**Brief**
Repeat every entry word for word, skipping the pictures.
--- start Records shown ---
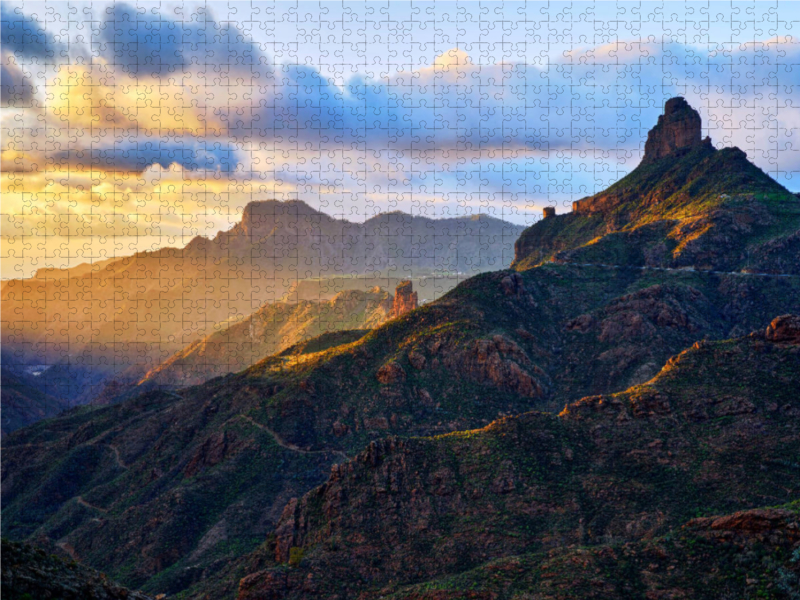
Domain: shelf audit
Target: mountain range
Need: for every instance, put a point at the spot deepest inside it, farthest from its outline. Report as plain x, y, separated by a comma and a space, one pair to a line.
94, 323
613, 416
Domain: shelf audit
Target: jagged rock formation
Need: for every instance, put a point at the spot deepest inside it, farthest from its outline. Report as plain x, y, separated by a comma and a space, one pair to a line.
712, 433
271, 329
677, 131
30, 573
23, 402
166, 298
405, 299
728, 556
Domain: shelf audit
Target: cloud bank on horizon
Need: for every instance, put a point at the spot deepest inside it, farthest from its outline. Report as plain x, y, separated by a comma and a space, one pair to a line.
130, 125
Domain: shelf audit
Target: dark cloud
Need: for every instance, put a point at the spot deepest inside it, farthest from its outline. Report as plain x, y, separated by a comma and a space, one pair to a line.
15, 88
147, 43
25, 37
191, 155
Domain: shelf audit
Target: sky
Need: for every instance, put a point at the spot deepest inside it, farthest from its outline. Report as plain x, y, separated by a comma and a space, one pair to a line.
133, 126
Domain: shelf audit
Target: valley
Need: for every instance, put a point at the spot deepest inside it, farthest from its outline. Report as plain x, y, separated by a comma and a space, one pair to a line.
612, 414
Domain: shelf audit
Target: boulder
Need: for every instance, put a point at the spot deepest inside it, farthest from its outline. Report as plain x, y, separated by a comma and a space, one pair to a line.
784, 329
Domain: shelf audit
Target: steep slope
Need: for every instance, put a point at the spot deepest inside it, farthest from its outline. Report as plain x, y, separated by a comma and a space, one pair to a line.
686, 205
23, 402
164, 490
714, 432
30, 573
272, 328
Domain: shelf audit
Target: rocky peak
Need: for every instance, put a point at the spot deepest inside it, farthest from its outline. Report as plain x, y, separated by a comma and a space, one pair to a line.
677, 130
405, 299
784, 329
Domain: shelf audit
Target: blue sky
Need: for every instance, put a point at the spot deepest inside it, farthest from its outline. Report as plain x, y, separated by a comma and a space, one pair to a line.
126, 109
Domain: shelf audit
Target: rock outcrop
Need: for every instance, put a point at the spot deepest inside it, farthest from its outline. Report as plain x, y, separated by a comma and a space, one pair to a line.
612, 470
405, 299
677, 130
30, 572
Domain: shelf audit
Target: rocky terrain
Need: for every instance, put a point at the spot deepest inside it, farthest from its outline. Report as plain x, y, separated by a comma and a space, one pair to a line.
23, 402
29, 573
687, 205
714, 432
426, 452
95, 321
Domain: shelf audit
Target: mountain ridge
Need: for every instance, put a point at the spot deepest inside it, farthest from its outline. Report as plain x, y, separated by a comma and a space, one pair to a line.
191, 485
686, 204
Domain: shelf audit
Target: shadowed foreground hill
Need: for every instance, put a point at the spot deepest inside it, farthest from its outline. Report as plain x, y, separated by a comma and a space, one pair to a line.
272, 328
167, 491
748, 554
23, 403
31, 574
713, 433
686, 205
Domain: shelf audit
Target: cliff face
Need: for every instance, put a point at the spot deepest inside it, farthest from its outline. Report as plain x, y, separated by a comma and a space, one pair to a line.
405, 299
685, 205
30, 573
708, 435
677, 131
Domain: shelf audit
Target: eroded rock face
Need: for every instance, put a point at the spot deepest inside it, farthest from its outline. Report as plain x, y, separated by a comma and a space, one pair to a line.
784, 329
677, 129
405, 299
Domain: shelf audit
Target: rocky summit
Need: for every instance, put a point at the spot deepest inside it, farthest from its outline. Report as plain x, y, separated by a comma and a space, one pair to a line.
615, 416
686, 205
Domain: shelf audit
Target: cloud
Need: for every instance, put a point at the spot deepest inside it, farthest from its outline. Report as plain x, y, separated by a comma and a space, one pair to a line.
25, 37
146, 43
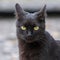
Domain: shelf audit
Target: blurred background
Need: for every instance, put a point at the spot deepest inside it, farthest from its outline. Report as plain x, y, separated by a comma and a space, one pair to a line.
8, 40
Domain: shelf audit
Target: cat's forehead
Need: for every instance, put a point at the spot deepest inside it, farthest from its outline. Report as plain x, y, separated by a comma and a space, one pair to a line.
30, 16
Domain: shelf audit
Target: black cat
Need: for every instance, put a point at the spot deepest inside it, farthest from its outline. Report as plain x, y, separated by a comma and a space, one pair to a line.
34, 42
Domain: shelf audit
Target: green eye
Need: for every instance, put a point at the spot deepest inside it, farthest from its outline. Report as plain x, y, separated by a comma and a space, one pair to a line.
36, 28
23, 27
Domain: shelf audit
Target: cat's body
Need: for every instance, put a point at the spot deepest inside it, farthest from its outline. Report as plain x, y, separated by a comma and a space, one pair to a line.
34, 42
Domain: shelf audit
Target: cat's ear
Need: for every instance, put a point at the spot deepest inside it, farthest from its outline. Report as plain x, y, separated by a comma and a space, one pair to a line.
42, 13
19, 11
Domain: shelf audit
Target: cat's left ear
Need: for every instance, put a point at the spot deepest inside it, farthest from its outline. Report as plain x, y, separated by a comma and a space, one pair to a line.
42, 13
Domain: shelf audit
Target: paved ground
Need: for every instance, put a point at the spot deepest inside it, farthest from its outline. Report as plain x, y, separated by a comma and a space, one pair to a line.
8, 40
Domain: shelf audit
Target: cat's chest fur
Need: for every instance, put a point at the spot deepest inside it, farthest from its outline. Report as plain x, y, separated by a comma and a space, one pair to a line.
34, 51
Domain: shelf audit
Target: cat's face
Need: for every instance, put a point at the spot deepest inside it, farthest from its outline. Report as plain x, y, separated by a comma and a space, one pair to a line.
30, 26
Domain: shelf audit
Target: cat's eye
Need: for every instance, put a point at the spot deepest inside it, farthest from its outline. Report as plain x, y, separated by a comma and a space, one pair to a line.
36, 28
23, 27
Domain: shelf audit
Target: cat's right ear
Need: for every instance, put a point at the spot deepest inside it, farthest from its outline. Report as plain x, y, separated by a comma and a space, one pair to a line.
19, 11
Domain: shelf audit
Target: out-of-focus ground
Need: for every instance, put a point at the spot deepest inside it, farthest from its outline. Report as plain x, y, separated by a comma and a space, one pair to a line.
8, 41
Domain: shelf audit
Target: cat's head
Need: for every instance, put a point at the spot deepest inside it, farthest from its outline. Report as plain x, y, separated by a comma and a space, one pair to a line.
30, 26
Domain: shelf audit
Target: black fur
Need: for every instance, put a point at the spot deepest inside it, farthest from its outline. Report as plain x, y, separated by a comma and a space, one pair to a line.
39, 45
--- end Records shown ---
**Answer below**
Domain: shelf audit
Target: mountain range
Need: for every instance, put a point at the spot deepest inside it, farthest from its outline. Report as plain x, y, separated by a comma and a space, one pair to a line.
94, 323
613, 416
Domain: shelf audit
Target: jagged rock formation
Need: for every instance, put a point at the spot deepest inside it, farthest from its outline. Report as plain x, y, separated by a comma and a space, one pair to a line.
712, 433
271, 329
677, 131
30, 573
23, 402
166, 298
405, 299
728, 556
Domain: shelf audit
Target: cloud bank on horizon
Need: for every instance, put a point at the spot deepest inside it, farthest from its outline. Report as plain x, y, separated by a comma and a space, one pair to a line.
130, 125
Domain: shelf audit
Target: dark cloud
Need: for every instance, put a point at the spot deepest inside it, farthest from its outline. Report as plain x, y, separated by a comma and a space, one pair to a line.
15, 88
147, 43
25, 37
191, 155
Domain: shelf audit
Target: sky
Need: for every instance, put a point at the spot deepest inside it, farthest from its outline. Report as plain x, y, separated by a comma and a space, one pair to a line.
133, 126
Domain: shelf audit
Target: valley
Need: for every instance, put a point at the spot deepest inside it, farthest from its outline. Report as plain x, y, separated by a comma and a space, one pair to a line.
612, 414
Domain: shelf audit
Target: boulder
Need: for every instance, put a point at the spot deepest inside it, farthest from its outline. Report as plain x, y, separated by a comma and a space, one pair to a line.
784, 329
Domain: shelf audit
Target: steep slope
Need: for every instance, put a point at the spot deepest inside it, farthest from its outline. Report as plain x, y, separated by a comma and a space, one pair to a line.
686, 205
23, 402
164, 490
714, 432
30, 573
272, 328
Domain: shelf audit
Target: rocky peak
Need: for every instance, put a point at the spot deepest inside it, farthest from its outline. Report as plain x, y, separated by a comma and a space, one pair to a line.
677, 130
405, 299
784, 329
Domain: shelf audit
Target: blue sky
Need: for every instance, put a point at the spot deepest inside it, farthest from its outline. Report as plain x, y, separated by a comma and a space, one pair to a line.
126, 109
Domain: shelf audit
Target: rock outcrop
Need: for every instance, put a point at the spot deepest inside it, farthest from its outline. Report as plain x, y, separated by a comma and a space, one pair to a line.
612, 470
405, 299
677, 130
30, 572
Domain: shelf audit
Target: rocky terrain
Need: for every instance, put a point at the spot deepest inside it, farthest from its outline. Report as plain x, y, separated by a comma and a space, one pair to a line.
23, 402
29, 573
687, 205
714, 432
426, 452
95, 321
Domain: shelf audit
Target: mountain ridge
Need: for every instance, put a point at the spot deepest inside it, farthest from its outline. Report as plain x, y, separated by a comma and a space, one pair to a line.
191, 485
686, 204
Domain: shelf audit
Target: shadowed foreground hill
Need: for every instance, put a point at the spot deepest inside it, farthest from its outline. Report as plain x, y, separated by a comma and a space, one pair to a line.
272, 328
167, 491
748, 554
23, 403
31, 574
713, 433
686, 205
Domain: shelf audit
Target: cliff face
Need: for every instance, put a point at the spot deepest inside it, farthest from its outline. Report as plain x, y, separated by a comma and a space, one pair to a line.
405, 299
685, 205
30, 573
708, 435
677, 131
Domain: shelf audit
Target: eroded rock face
Need: for every instance, put a point at the spot deepest inside it, farthest from its outline. Report as plain x, y, separated by a comma and a space, one pair to a line.
784, 329
677, 129
405, 299
Domain: shelf audit
Target: rocky summit
Need: for every instance, put a point at the spot deepest inside it, farthest from its outline. Report as plain x, y, separated by a comma and a space, one pair to a line.
615, 416
686, 205
Domain: shelf audit
Target: cloud
Need: for every instance, put a point at the spot deepest inside it, farthest from its outline. Report as plain x, y, separated by a comma and a space, one pair to a line.
25, 37
146, 43
Domain: shelf audit
Target: blurred background
Need: for every instance, put a point at the spot deepest inside it, farthest from its outline. Report as plain x, y, separated by a comma and a space, one pair to a line.
8, 40
Domain: shelf audit
Target: cat's forehead
Need: for every instance, put a point at the spot deepest inside it, farthest from its outline. Report as plain x, y, separated by a comma and a space, one pair to a line.
30, 16
Domain: shelf audit
Target: black cat
Need: for every instance, put a point at the spot deepest inside it, farthest from its outline. Report as plain x, y, separated by a comma and a space, one pair to a line.
34, 42
Domain: shelf audit
Target: green eye
Need: for every instance, put a point at the spot deepest inside it, farthest from its outline. Report as plain x, y, separated by a comma and a space, one pair to a line.
36, 28
23, 27
Domain: shelf audit
Target: cat's body
Need: for every instance, put a point at the spot deepest inside it, farthest from its outline. Report as plain x, y, separated by a comma and a space, one pair to a line.
34, 42
Domain: shelf audit
Target: cat's ear
Need: for every instance, put a point at the spot deepest inside it, farthest from its outline. Report as plain x, y, separated by a comma and a space, one pair to a line.
42, 13
19, 11
Domain: shelf audit
Target: cat's left ear
Need: for every instance, put a point at the spot deepest inside it, farthest from its outline. Report as plain x, y, separated by a comma and a space, one pair to a line.
42, 13
Domain: shelf audit
Target: paved ground
Need: for every instance, put a point at the spot deepest inside it, farthest from its outline. Report as plain x, y, separated by a comma and a space, one pair to a line.
8, 40
Domain: shelf audit
Target: cat's chest fur
Need: for every instance, put a point at the spot deepest inside it, farthest from its outline. Report as plain x, y, separated by a comma and a space, one pair to a line.
34, 51
Domain: shelf audit
Target: cat's face
Need: for every instance, put a point at the spot deepest inside it, farthest from its outline. Report as plain x, y, separated by a comma and a space, one pair to a line.
30, 26
Domain: shelf audit
Target: cat's eye
Need: for every instance, put a point at the spot deepest inside it, farthest from its outline. Report as plain x, y, separated by a comma and a space, one pair to a line.
36, 28
23, 27
Domain: shelf audit
Target: cat's right ear
Need: for every instance, put a point at the spot deepest inside it, farthest from its outline. Report as plain x, y, separated by a comma and a space, one pair to a line.
19, 11
Domain: shelf audit
Target: out-of-focus ground
Need: for every instance, put a point at the spot deepest inside it, farthest from its outline. Report as plain x, y, separated by a comma and a space, one pair to a line.
8, 41
Domain: shelf audit
Target: cat's head
Need: for every instance, put a point at the spot deepest inside it, farthest from its outline. Report as plain x, y, separated by a comma and a space, one pair to a line.
30, 26
Domain: shelf audit
Target: black fur
Need: for every instance, put a point at the spot deepest inside it, farthest from its outline. Report as plain x, y, separated by a comma and a space, one pair to a line.
39, 45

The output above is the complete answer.